Deine Aufgabe -
Gib jede Zeile der Daten zurück, in der das Wort „brown“ vorkommt. Achte dabei auf Groß- und Kleinschreibung.
━━━━━ Rohe Daten
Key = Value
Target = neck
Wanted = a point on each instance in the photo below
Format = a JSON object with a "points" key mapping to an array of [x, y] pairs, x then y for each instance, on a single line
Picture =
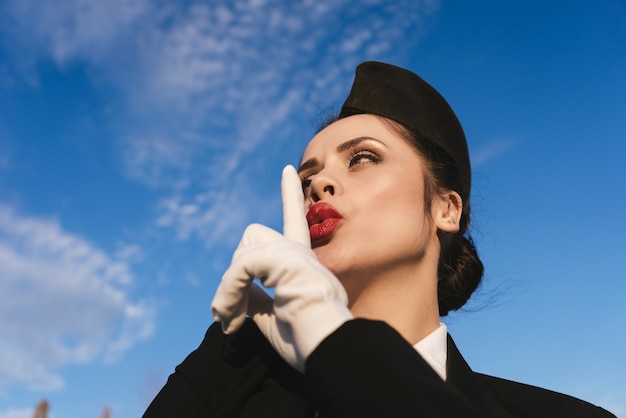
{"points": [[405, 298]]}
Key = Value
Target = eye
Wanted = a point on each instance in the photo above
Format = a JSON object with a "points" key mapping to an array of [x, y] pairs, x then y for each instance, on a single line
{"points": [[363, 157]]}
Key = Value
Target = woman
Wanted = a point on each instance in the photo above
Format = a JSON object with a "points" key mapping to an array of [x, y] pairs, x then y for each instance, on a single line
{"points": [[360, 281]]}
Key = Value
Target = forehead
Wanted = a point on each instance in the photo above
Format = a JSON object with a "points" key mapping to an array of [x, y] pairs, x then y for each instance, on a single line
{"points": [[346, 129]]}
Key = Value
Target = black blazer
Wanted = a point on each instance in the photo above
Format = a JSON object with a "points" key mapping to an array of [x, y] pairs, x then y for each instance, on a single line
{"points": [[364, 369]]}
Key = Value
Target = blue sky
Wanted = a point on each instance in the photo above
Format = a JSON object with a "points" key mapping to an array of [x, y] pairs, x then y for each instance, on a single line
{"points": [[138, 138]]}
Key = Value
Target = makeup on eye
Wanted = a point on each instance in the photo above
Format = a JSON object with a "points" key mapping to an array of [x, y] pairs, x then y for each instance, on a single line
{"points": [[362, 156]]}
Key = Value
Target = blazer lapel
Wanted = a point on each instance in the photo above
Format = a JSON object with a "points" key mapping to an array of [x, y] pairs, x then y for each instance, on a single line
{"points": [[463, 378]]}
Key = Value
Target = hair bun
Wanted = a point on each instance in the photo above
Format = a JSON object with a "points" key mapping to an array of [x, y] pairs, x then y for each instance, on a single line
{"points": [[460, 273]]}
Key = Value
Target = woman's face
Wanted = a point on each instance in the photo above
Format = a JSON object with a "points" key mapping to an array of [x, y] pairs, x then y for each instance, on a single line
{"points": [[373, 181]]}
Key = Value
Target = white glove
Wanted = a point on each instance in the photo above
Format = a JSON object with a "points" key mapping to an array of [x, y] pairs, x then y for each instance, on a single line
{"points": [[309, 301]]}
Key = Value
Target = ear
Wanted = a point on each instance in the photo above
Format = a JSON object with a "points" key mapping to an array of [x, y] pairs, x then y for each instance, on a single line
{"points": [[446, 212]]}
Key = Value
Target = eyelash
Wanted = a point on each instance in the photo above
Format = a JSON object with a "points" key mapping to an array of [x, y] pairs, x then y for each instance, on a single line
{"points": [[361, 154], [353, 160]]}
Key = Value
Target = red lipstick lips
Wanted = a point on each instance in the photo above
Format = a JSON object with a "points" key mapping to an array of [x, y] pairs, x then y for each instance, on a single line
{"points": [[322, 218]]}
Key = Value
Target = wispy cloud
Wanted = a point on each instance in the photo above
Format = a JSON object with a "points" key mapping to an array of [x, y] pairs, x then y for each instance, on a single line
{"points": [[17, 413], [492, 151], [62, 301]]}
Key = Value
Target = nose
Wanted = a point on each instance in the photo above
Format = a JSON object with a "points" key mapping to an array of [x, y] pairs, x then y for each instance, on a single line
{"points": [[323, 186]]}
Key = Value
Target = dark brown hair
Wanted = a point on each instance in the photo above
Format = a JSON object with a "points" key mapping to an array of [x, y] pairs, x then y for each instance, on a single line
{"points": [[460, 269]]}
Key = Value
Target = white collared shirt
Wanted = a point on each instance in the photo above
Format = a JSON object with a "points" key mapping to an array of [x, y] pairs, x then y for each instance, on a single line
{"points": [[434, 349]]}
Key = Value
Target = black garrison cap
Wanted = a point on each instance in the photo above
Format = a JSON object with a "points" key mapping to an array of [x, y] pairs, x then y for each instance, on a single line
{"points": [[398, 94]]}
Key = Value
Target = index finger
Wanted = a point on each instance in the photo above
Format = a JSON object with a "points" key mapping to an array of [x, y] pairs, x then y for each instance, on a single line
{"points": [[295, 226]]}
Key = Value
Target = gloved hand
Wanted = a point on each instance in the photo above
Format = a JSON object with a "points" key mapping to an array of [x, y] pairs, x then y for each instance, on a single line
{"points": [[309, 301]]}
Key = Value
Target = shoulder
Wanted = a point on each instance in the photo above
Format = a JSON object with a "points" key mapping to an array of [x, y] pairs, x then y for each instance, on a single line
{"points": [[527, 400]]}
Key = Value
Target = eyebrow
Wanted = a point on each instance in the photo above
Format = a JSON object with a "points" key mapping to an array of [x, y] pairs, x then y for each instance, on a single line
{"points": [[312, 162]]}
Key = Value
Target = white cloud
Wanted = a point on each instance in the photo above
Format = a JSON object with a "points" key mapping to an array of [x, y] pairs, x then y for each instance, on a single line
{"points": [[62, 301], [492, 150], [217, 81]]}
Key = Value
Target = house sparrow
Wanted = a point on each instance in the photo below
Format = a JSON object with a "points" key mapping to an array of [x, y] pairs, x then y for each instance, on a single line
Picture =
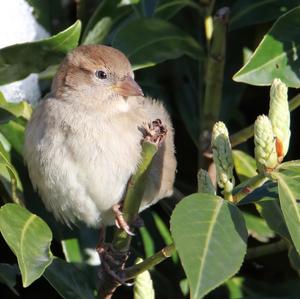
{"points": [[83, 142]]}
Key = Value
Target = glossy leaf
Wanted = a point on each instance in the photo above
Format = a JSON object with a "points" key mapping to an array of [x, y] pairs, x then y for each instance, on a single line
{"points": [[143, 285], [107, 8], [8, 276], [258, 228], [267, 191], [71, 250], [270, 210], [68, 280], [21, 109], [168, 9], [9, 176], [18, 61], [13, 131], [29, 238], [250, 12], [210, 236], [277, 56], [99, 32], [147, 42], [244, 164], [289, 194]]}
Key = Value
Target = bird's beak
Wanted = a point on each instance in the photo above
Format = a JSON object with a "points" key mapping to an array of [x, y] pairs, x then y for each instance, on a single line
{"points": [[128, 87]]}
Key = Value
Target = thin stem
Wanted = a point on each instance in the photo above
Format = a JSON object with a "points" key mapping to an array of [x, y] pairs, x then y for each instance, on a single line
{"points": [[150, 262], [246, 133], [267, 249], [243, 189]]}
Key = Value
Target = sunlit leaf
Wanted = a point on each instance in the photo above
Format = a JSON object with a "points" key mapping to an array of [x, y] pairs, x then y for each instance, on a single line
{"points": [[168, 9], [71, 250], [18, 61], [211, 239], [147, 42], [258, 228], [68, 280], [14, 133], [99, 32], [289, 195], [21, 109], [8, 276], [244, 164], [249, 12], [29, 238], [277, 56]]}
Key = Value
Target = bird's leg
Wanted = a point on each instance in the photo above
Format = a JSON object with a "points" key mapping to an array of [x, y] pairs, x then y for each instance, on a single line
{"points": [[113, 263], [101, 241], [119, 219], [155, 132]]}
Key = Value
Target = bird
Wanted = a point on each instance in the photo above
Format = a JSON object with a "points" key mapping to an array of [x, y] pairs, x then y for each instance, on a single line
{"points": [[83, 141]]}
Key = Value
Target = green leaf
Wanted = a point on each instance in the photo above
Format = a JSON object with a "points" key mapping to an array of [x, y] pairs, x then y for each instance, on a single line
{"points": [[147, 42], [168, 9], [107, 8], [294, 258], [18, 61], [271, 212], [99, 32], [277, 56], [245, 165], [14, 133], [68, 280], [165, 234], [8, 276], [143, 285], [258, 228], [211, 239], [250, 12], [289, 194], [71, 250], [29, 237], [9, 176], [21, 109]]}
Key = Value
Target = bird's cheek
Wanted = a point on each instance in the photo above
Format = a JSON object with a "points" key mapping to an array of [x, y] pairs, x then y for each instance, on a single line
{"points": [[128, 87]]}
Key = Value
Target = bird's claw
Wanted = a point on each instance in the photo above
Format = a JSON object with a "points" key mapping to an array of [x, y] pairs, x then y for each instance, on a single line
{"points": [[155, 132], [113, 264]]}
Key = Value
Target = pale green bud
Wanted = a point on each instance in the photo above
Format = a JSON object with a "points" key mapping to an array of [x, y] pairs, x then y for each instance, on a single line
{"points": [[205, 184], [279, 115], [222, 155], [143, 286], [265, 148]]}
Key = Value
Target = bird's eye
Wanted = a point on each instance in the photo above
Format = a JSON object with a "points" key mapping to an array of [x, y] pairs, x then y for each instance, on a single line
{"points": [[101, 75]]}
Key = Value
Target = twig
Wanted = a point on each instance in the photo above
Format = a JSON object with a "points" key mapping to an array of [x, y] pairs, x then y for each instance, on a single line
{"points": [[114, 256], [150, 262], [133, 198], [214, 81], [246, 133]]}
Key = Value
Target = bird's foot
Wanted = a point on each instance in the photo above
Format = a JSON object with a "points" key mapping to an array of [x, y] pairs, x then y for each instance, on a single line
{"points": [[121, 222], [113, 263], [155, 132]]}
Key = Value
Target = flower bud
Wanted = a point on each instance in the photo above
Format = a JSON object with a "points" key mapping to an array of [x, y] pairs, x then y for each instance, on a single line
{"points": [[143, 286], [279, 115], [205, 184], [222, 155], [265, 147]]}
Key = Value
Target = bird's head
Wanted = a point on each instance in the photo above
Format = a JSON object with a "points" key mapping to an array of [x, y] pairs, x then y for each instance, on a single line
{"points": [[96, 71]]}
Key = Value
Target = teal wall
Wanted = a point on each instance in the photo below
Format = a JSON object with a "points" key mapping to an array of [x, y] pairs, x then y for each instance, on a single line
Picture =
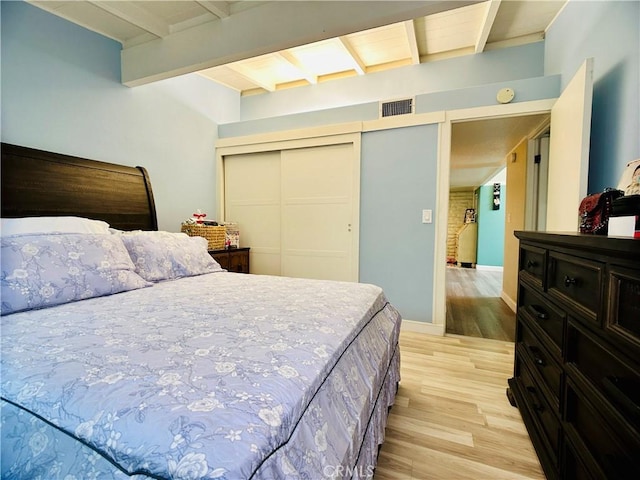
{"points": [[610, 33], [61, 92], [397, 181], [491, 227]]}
━━━━━━━━━━
━━━━━ Rohe Daten
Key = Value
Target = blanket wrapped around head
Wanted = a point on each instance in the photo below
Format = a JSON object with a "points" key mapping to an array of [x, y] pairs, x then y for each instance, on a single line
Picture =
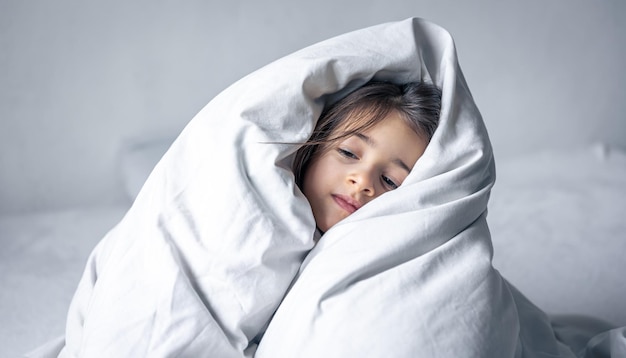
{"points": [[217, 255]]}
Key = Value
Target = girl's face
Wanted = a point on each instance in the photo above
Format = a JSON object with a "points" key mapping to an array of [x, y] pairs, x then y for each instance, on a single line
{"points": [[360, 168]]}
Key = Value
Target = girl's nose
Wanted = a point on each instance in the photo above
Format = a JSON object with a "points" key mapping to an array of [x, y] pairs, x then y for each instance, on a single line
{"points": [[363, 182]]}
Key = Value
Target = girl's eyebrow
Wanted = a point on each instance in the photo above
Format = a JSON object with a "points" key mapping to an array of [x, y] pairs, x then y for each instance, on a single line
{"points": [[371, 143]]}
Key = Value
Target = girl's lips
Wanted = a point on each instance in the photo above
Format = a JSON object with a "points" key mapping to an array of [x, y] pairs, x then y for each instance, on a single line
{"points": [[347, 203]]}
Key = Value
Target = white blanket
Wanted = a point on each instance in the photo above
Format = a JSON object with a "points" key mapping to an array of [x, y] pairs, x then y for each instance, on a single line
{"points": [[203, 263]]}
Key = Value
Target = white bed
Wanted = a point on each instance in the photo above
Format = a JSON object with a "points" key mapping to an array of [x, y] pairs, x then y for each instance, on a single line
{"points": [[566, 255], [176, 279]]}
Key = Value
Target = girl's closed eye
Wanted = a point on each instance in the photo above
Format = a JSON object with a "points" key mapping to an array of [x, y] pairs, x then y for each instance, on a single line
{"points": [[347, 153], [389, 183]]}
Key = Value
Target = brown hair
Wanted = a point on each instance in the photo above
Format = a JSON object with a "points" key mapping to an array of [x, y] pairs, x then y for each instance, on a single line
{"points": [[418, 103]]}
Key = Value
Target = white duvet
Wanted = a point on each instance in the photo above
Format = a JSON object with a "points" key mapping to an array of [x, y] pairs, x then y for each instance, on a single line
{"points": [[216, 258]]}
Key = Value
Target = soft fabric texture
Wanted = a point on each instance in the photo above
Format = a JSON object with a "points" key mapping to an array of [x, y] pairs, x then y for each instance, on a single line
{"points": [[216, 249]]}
━━━━━━━━━━
━━━━━ Rohe Daten
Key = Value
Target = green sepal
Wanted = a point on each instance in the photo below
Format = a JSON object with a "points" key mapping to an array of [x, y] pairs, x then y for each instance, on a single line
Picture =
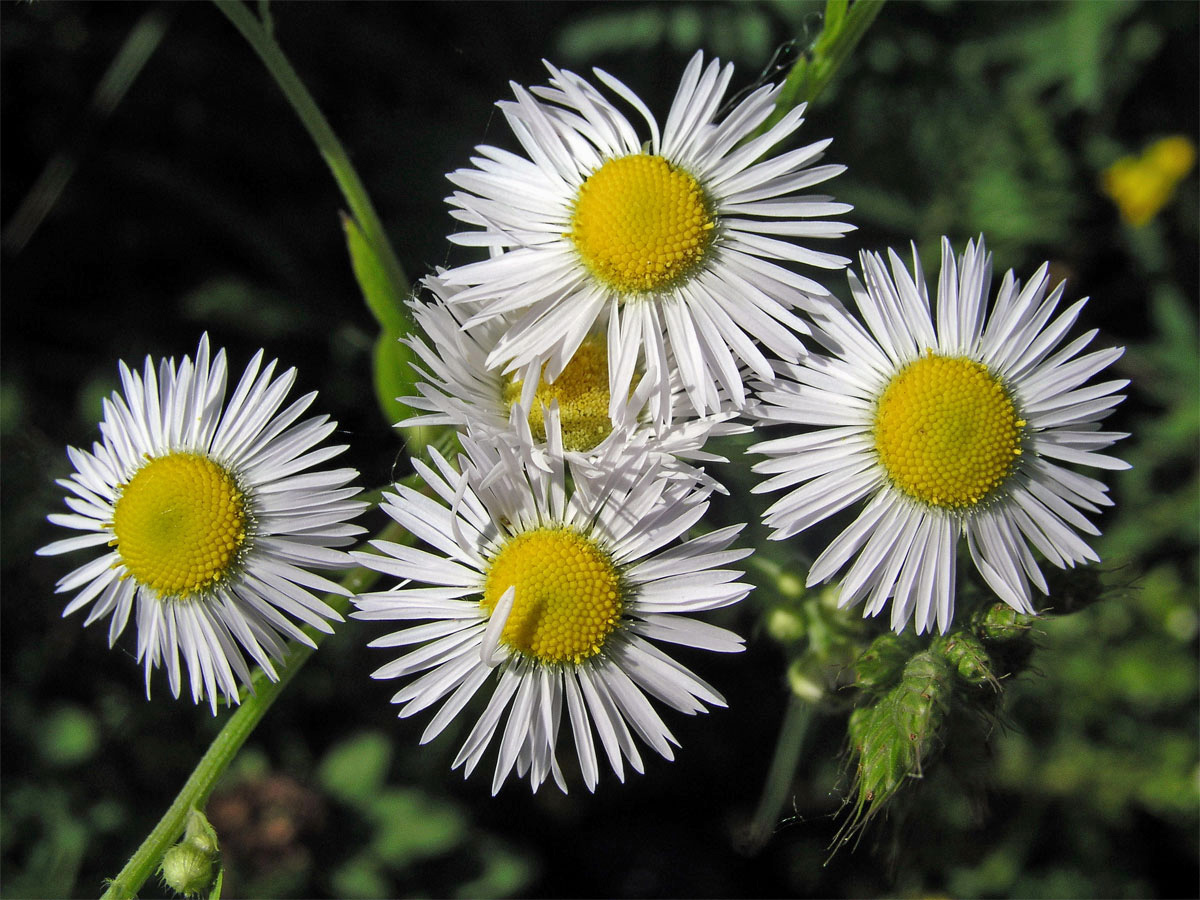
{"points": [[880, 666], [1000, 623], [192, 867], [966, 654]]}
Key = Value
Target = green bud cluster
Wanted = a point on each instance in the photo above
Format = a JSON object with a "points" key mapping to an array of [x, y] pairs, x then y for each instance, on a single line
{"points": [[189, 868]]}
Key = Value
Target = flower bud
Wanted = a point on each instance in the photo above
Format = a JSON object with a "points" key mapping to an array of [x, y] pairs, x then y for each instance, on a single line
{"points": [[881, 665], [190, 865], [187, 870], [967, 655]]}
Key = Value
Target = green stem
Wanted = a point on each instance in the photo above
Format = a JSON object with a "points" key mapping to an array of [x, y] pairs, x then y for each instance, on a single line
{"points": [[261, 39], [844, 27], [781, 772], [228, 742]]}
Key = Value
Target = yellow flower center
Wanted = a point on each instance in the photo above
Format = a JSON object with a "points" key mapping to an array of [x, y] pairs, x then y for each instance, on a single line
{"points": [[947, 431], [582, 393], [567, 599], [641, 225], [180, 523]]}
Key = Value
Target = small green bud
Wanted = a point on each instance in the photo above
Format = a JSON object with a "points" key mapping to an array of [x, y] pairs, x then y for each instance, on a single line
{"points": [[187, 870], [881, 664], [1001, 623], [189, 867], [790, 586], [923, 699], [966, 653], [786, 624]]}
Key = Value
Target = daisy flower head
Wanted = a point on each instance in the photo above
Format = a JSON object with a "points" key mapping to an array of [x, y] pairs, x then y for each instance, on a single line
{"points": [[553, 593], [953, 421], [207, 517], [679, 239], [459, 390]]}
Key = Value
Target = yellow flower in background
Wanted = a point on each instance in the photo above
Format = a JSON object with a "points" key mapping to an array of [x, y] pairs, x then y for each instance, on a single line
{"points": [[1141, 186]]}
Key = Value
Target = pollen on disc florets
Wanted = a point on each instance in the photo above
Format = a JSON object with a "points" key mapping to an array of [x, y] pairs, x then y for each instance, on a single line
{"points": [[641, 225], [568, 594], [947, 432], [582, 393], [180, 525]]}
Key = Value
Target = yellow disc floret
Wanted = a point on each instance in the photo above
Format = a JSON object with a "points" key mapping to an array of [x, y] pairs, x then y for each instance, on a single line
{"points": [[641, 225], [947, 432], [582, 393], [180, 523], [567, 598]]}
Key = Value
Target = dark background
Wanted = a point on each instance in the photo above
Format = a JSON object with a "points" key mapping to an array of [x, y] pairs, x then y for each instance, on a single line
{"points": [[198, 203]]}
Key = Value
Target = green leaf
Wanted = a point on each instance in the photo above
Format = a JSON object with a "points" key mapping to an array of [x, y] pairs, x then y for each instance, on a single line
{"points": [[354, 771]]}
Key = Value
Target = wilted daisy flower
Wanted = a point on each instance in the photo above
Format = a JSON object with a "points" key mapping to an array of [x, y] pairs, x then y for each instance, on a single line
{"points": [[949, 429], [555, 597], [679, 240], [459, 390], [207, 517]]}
━━━━━━━━━━
Das Ergebnis -
Target = dark brown hair
Target = brown hair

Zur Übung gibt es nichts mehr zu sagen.